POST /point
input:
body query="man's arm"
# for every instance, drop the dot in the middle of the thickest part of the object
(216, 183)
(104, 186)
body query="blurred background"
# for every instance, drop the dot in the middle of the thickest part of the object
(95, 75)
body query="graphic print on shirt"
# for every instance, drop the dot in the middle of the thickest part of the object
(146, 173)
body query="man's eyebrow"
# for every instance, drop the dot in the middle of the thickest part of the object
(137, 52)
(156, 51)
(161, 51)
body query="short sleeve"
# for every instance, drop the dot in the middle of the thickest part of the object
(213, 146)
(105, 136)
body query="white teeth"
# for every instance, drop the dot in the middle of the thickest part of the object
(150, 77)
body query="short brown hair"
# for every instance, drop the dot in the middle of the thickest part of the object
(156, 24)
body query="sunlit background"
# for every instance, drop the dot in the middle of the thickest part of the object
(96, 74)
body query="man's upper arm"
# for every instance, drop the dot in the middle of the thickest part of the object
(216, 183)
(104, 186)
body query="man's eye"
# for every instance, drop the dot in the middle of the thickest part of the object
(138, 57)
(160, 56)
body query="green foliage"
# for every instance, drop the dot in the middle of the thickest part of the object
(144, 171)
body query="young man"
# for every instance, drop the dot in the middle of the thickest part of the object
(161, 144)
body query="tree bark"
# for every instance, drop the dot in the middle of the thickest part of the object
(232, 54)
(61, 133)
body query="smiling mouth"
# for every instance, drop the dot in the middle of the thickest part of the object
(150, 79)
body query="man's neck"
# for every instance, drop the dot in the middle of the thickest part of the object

——

Pick out every line in the data above that contains the string "background", treating uppercase and lowercase letters as different.

Correct response -
body query="blurred background"
body query="sunlit background"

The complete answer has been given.